SUPPLIED RECORDS.
------------------------------------------------
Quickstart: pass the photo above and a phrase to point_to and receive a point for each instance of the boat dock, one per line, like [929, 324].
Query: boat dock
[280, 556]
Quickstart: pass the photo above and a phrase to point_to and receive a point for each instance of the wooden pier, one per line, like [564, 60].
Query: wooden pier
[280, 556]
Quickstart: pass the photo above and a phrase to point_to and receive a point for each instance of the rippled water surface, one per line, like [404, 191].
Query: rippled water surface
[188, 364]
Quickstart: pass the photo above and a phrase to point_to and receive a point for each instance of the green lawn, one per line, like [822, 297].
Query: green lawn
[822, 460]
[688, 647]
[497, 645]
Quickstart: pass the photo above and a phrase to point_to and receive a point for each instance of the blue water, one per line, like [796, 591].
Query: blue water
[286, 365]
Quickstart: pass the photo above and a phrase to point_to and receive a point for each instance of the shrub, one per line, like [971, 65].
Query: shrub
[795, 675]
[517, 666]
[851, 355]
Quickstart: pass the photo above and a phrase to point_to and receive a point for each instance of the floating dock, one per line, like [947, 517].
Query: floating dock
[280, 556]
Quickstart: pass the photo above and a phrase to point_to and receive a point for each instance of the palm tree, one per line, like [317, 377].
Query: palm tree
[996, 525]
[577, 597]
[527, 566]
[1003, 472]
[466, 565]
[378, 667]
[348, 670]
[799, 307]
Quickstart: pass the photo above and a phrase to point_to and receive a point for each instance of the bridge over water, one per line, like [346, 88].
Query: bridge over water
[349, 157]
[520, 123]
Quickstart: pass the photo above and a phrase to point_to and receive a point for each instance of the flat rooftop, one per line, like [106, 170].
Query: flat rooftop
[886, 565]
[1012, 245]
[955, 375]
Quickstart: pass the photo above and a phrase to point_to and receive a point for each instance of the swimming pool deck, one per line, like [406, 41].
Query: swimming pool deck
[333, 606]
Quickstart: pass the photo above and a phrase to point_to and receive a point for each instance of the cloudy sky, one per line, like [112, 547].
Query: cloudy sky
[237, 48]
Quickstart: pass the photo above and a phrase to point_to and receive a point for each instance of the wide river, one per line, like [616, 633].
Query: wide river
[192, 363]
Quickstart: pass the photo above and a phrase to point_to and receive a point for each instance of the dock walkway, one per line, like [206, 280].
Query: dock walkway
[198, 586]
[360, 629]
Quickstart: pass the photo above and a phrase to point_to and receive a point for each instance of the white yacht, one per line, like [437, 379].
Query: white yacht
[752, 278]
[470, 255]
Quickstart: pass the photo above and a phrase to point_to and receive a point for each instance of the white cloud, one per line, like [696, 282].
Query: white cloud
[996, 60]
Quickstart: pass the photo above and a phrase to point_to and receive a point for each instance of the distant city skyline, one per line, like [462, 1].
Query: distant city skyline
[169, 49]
------------------------------------------------
WHAT THE EXERCISE ASKS. Rewrite the stretch of the listing from the line containing "like [462, 1]." through the end of the listing, swapping "distant city skyline" for "far-off city skyline" and keeping everything else the same.

THE OUTPUT.
Quickstart: pass the photo above and a phrase to point_to and receive a point for each instance of the far-off city skyline, one per line, like [462, 1].
Query: far-off city skyline
[169, 49]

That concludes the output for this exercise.